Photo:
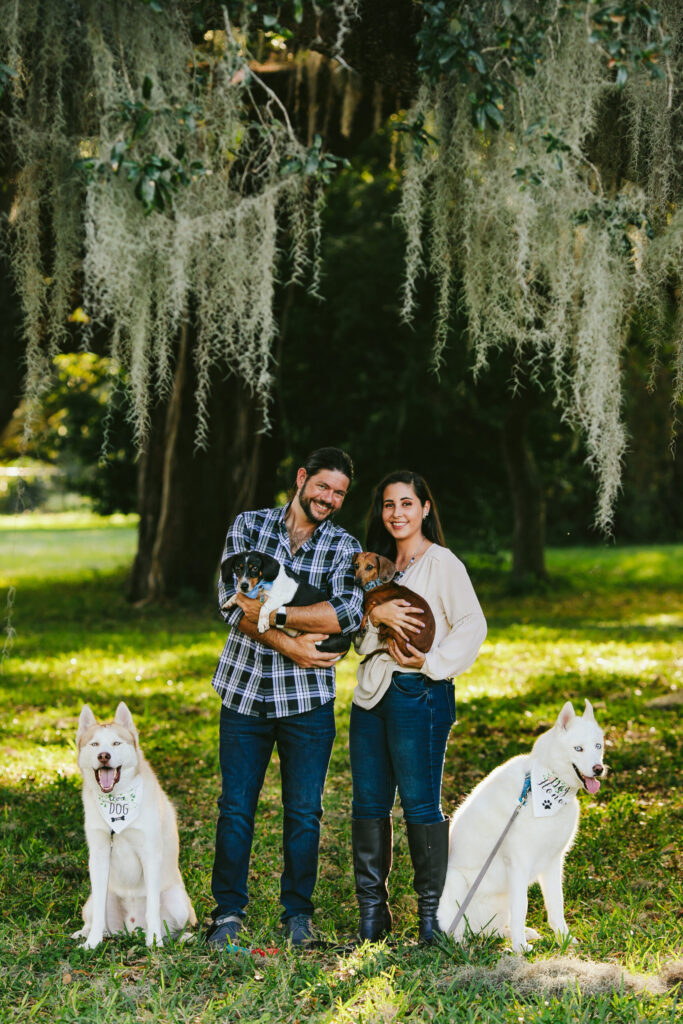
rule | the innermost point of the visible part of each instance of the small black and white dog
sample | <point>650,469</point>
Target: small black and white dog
<point>262,577</point>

•••

_Exercise goal_
Reproduce every line of the material above verbatim, but leave out the picture.

_The answer_
Photo:
rule | the innermost point of the visible part of each instance of the small black and white dog
sample | <point>650,469</point>
Target: small black and white dog
<point>262,577</point>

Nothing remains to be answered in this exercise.